> **What you will do**
The required output is the line with "If you could pin the blonde" and each line that follows it to the end of the entries below, copied exactly and with nothing added.

> **Entries shown**
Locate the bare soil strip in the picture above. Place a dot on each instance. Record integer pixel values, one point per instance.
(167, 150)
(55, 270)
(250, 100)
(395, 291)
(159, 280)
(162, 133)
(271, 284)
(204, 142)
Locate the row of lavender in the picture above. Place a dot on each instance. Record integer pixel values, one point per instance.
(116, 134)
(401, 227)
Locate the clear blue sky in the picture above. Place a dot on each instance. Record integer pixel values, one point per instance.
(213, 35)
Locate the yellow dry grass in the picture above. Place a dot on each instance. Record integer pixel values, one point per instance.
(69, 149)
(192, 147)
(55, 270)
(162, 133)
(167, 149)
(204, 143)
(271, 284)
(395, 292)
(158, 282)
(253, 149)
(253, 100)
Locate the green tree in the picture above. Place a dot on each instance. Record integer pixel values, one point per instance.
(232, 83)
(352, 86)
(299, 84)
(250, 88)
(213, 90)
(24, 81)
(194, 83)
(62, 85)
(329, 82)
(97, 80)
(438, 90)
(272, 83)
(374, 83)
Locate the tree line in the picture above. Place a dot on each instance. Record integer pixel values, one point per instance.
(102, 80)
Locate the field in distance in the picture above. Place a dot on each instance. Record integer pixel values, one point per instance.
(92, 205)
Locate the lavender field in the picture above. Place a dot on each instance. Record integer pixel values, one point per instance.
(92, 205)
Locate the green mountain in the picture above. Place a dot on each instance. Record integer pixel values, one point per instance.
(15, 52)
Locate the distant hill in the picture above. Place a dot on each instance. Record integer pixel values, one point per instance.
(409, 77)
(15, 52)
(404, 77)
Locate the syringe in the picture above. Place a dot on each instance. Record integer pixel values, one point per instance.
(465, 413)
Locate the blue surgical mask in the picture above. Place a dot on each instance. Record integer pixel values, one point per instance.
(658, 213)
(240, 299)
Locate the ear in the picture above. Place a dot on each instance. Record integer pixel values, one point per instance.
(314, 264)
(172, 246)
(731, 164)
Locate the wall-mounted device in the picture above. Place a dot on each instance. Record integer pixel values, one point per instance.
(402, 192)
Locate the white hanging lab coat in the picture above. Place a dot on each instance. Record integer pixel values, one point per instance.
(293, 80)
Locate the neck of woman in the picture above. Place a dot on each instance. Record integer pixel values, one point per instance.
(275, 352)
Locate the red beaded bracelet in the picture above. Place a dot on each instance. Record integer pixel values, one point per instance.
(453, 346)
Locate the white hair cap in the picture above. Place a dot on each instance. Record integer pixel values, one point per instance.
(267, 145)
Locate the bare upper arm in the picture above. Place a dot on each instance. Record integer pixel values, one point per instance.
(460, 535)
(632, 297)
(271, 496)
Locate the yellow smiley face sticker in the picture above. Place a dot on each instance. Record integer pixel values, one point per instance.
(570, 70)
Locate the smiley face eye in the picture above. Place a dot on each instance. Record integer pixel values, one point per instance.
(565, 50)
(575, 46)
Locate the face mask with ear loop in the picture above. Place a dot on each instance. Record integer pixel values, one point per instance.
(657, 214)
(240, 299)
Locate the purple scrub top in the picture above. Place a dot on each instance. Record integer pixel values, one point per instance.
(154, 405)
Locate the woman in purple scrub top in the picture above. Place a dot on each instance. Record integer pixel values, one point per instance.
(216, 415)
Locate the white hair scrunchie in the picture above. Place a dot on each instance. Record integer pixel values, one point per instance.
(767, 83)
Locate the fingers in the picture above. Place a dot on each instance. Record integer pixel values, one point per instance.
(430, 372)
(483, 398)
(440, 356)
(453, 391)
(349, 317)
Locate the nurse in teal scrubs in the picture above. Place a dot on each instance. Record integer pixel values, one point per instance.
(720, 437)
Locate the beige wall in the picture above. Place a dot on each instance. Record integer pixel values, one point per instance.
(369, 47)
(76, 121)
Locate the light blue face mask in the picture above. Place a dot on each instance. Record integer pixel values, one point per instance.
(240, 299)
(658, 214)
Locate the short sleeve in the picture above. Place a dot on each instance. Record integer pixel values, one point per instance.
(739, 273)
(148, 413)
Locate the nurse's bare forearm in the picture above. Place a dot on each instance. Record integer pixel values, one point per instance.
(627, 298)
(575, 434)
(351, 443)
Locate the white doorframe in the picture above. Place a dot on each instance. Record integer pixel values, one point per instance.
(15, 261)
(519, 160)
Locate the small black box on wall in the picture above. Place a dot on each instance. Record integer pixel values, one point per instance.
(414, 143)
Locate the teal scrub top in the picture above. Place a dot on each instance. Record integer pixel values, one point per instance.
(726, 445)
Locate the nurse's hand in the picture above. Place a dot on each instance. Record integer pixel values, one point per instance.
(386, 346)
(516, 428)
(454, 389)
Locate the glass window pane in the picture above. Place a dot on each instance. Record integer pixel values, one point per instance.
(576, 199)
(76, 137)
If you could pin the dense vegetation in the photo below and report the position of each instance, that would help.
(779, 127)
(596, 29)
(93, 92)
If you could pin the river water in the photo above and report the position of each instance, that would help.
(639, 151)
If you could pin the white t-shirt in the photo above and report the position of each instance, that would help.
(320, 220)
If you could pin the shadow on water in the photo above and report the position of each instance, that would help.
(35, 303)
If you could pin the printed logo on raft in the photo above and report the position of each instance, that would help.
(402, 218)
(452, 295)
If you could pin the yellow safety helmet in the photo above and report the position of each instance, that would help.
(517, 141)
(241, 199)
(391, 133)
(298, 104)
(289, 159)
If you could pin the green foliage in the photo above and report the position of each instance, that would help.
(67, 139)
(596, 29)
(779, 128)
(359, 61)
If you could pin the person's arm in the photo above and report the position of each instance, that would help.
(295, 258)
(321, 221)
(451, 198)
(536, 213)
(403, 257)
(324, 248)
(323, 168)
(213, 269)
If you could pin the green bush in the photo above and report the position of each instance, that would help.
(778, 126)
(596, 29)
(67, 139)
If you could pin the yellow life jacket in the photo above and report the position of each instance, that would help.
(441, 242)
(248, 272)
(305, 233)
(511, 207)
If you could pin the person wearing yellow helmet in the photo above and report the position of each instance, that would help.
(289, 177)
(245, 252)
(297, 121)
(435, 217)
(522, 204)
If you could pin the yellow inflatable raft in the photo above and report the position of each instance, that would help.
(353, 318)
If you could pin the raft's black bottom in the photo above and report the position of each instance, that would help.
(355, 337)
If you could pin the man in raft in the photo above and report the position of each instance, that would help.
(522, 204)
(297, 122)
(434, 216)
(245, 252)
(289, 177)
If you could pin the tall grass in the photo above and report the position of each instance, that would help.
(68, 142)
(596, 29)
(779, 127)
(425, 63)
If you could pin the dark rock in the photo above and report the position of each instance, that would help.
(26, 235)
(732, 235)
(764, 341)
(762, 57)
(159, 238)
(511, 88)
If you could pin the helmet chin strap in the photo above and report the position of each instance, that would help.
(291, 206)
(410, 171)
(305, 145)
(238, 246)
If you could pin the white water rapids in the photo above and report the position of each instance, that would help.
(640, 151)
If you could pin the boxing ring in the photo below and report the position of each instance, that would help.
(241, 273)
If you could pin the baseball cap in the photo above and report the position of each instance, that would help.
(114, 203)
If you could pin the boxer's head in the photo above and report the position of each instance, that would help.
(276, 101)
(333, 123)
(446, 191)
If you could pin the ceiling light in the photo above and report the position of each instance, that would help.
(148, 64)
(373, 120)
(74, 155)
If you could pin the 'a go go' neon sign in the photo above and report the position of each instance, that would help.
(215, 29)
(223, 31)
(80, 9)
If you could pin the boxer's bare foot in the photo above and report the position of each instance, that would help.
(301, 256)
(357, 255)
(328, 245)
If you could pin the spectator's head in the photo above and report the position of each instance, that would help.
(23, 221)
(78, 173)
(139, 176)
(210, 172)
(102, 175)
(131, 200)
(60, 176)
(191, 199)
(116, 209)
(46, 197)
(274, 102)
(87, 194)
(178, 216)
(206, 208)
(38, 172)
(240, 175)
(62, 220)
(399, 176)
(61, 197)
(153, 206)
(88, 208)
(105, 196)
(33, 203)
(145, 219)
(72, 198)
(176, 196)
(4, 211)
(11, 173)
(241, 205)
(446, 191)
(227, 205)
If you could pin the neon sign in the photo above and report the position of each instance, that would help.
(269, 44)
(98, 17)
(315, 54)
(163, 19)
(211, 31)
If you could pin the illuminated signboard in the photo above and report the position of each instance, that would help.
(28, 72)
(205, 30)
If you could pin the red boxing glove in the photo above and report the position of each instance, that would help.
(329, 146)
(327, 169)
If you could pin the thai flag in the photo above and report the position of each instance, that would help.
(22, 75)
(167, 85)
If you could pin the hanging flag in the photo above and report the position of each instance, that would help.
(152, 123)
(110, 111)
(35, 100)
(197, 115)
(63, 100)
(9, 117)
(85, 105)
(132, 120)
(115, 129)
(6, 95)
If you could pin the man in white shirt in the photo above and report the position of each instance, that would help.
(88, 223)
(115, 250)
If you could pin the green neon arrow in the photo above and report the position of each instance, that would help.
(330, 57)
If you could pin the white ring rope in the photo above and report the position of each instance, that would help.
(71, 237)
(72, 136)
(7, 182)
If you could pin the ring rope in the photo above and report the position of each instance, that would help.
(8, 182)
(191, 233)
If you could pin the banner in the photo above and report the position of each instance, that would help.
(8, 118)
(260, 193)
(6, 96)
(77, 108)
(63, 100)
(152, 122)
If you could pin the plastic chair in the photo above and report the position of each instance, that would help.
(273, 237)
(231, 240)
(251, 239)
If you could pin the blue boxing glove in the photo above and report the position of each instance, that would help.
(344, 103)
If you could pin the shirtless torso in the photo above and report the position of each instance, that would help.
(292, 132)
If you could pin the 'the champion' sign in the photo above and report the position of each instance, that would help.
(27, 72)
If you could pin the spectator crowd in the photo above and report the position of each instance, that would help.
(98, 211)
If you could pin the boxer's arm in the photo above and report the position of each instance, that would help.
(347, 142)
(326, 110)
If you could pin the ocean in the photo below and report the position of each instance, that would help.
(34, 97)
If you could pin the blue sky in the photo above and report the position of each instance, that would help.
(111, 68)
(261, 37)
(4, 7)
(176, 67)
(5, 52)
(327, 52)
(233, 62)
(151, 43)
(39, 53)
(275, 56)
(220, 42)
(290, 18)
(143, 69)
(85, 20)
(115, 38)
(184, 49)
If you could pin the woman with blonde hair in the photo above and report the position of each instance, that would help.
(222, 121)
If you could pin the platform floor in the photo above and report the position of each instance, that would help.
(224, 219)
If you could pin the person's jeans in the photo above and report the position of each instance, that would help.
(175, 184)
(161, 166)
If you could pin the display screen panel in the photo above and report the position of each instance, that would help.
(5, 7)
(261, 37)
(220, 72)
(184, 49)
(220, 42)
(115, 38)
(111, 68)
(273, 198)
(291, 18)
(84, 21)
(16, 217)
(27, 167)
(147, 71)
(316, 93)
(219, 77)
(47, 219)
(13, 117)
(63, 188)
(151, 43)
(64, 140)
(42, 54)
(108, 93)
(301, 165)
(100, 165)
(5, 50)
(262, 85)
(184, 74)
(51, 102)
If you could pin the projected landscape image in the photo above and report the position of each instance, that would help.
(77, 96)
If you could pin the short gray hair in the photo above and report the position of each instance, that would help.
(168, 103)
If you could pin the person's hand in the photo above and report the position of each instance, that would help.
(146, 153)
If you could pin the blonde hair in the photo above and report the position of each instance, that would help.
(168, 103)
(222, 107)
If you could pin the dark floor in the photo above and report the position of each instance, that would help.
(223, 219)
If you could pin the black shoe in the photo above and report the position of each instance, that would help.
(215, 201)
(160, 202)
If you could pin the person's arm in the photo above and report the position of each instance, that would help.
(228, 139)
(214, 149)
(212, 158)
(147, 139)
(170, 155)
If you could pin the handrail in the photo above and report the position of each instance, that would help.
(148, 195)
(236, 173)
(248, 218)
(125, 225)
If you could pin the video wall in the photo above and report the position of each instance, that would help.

> **Your solution**
If you could pin the blonde hair in the photo above and report the position of each instance, that would help.
(168, 103)
(222, 107)
If you could pin the dark floor in the photo above and report the position of each instance, that would help.
(223, 219)
If you could pin the black shoe in the photo above and report the position of each instance, that would help.
(215, 201)
(160, 202)
If you could pin the person's arm in the photo above and report the position of each instance, that would help.
(228, 139)
(214, 149)
(212, 158)
(147, 139)
(170, 155)
If you could pin the handrail in the photo above and report the position of each instance, that would help.
(148, 195)
(236, 173)
(248, 218)
(125, 225)
If you could pin the video wall in the photo above and report the position of each instance, that would help.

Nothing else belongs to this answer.